What is needed:
Check each line below for "bbox" and report how many have it, nothing else.

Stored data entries
[Start of section]

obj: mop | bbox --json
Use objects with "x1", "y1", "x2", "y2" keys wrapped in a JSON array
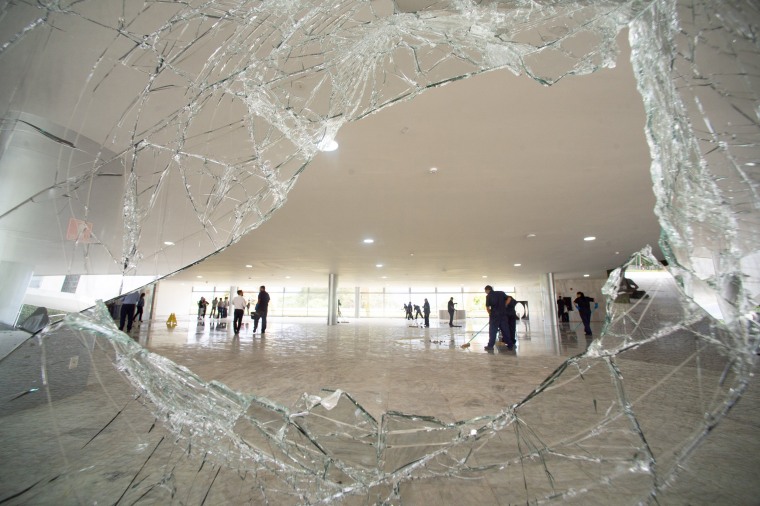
[{"x1": 460, "y1": 321, "x2": 490, "y2": 348}]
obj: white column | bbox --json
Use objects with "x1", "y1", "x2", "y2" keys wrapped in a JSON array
[
  {"x1": 354, "y1": 286, "x2": 360, "y2": 318},
  {"x1": 327, "y1": 273, "x2": 338, "y2": 325},
  {"x1": 541, "y1": 272, "x2": 559, "y2": 344},
  {"x1": 0, "y1": 261, "x2": 34, "y2": 325}
]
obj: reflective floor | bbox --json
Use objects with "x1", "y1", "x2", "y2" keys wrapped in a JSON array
[
  {"x1": 134, "y1": 315, "x2": 590, "y2": 420},
  {"x1": 2, "y1": 272, "x2": 759, "y2": 505}
]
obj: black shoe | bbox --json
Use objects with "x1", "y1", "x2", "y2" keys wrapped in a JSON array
[
  {"x1": 506, "y1": 345, "x2": 514, "y2": 350},
  {"x1": 484, "y1": 346, "x2": 494, "y2": 351}
]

[End of section]

Completed exercise:
4